**Tasks to complete:**
1. According to the human rights column, how many people did the apartheid state kill in Sharpeville on March 21, 1960?
2. Pick up the human rights column after its last line and write the paragraphs that come next.
--- BEGIN Page excerpt ---
A banner of the South African Human Rights Commission. Chapter 9 institutions, Public Protector’s office and the South African Human RIghts Commission, have fared well but they have not been able to perform as anticipated to take us to where we should be as a country, the writer says. – Picture: Motshwari Mofokeng / African News Agency (ANA)
By Bheki Mngomezulu
As we celebrate 30 years of freedom since the new political dispensation which was ushered in by the first democratic election in April 1994, this is our opportune moment as a nation to take stock of how far we have gone in the realisation of the goals we set for ourselves.
Any self-introspection inevitably includes confirming the successes we have made and building on that while also acknowledging some of the challenges the country must still address.
Every year on March 21, South Africa celebrates Human Rights Day (previously known as Sharpeville Day). This followed the unfortunate incident on March 21, 1960, in Sharpeville where black people protested the carrying of passes.
The apartheid state responded by force, killing 69 people, 10 of them children. Moreover, 180 people were injured. This figure includes 19 children. Some of the casualties were left paralysed.
At the dawn of democracy in this country, the Interim Constitution was adopted in 1993 to pave the way for the first general election. After the election, the new Constitution was adopted in 1996 as Act 108.
Chapter 9 of the Constitution is titled “State Institutions Supporting Constitutional Democracy”. The first two of these institutions are the Public Protector and the South African Human Rights Commission (SAHRC).
These two institutions are critical in terms of democratic consolidation. The Public Protector receives, investigates and reports on cases. Importantly, it also takes remedial action.
It sometimes makes recommendations on what other state institutions such as the National Prosecuting Authority must do. Every citizen has the right to launch a complaint in this office, thereby exercising their human rights.
First, the SAHRC is responsible for the promotion of respect for human rights. Second, it must promote the protection, development and attainment of human rights. Third, it is saddled with the responsibility to monitor and assess the observance of human rights in the Republic.
Like the Public Protector, the SAHRC:
- Has the power to investigate and report on its observation of human rights.
- Is empowered to take steps to secure appropriate redress in instances where human rights have been violated.
- Has the responsibility to conduct research so that it arrives at the correct conclusion.
- Has the responsibility to educate.
--- END Page excerpt ---
--- BEGIN Supplied entries ---
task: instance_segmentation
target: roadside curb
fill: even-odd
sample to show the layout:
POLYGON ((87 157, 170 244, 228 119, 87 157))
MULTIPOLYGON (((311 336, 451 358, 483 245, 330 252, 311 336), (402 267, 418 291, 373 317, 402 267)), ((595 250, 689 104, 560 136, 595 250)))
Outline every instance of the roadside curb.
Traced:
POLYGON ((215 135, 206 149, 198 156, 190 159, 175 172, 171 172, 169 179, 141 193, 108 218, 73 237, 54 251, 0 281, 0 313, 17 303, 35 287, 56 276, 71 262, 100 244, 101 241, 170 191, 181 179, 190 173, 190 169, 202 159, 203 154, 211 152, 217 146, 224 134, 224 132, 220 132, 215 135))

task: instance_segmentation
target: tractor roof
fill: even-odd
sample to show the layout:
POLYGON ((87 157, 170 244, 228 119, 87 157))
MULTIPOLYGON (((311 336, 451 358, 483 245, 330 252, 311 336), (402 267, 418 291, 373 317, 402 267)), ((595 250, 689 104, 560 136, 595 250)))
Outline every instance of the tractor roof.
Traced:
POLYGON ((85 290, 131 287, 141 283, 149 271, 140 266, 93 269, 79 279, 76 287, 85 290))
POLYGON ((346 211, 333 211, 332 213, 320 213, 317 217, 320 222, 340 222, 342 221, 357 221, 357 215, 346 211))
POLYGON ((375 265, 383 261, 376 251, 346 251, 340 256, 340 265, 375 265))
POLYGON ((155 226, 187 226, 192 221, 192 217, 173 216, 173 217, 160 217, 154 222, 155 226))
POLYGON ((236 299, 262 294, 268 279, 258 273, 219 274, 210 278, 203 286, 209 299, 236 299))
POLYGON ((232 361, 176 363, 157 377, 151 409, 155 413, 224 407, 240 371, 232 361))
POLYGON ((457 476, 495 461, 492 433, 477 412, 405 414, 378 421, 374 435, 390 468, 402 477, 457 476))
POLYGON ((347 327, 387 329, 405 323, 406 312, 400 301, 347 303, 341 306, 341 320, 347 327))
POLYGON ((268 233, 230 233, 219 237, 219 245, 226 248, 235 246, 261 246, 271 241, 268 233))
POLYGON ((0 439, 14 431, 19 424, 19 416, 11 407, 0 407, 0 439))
--- END Supplied entries ---
**Response list:**
1. 69 people, 10 of them children.

2.
While all these constitutional prescripts are there, 30 years down the line, as a country we are not where we envisaged we would be. Both the Public Protector and the SAHRC have made some strides, but they have not been able to perform as anticipated.
Starting with the Public Protector, this office has experienced many challenges under a different leadership. The first incumbent in 1995 was Selby Boqwa. Lawrence Mushwana assumed office in 2002. On October 19, 2009, advocate Thuli Madonsela ascended to the office. She was succeeded by advocate Busisiwe Mkhwebane on October 19, 2016.
One of the main challenges that this office has wrestled with has been political interference – both real and perceived. Of these leaders, advocate Madonsela is generally credited for having brought stability and respect into that office. But she, too, could not be insulated from political influence.
The way she handled the matter involving former president Jacob Zuma in an arguably personal manner discredited her somewhat. While some praise her for proposing the establishment of the State Capture Commission, others blame her for tampering with Section 84 of the Constitution on the powers and functions of a sitting president.
Specifically, Section 84(f) states that the president is responsible for “appointing commissions of inquiry”. Madonsela’s proposal was that the Constitutional Court should be the one appointing the chairperson of such a commission. Sadly, the Constitutional Court complied. This incident compromised both Madonsela and the office she ran.
Mkhwebane was accused of being Zuma’s saviour even before she started doing her work. Inevitably, this meant that anything she did was bound to be perceived negatively regardless of how well or badly she executed her constitutional mandate.
Where political influence became glaring was when she announced that she was going to investigate the Phala Phala matter involving President Cyril Ramaphosa. She was immediately suspended from her office. Subsequently, she was subjected to an inquiry.
Since her removal process was unprecedented, rules had to be crafted. The process was rushed – not with the intention to serve justice but to push a political agenda. Her detractors realised that her term of office was coming to an end. They unjustifiably rushed the process, which would rob her of all her benefits.
The circumstances under which the current incumbent ascended to the office did very little to protect the image of this institution.
Regarding the SAHRC, its mandate was clearly stated in the Constitution. However, financial challenges and political influence have made the work of this institution difficult. Staffing issues further cripple the work of the commission. Therefore, the commission has not performed optimally.
Therefore, while it is true that the two institutions have done something to protect human rights, the country is not where it is supposed to be. Apart from financial and resource constraints, the two institutions have been weakened by political influence. In short, 30 years down the line, South Africa is not where she should be. The two institutions still have a lot to do. To achieve this goal, self-introspection is critical.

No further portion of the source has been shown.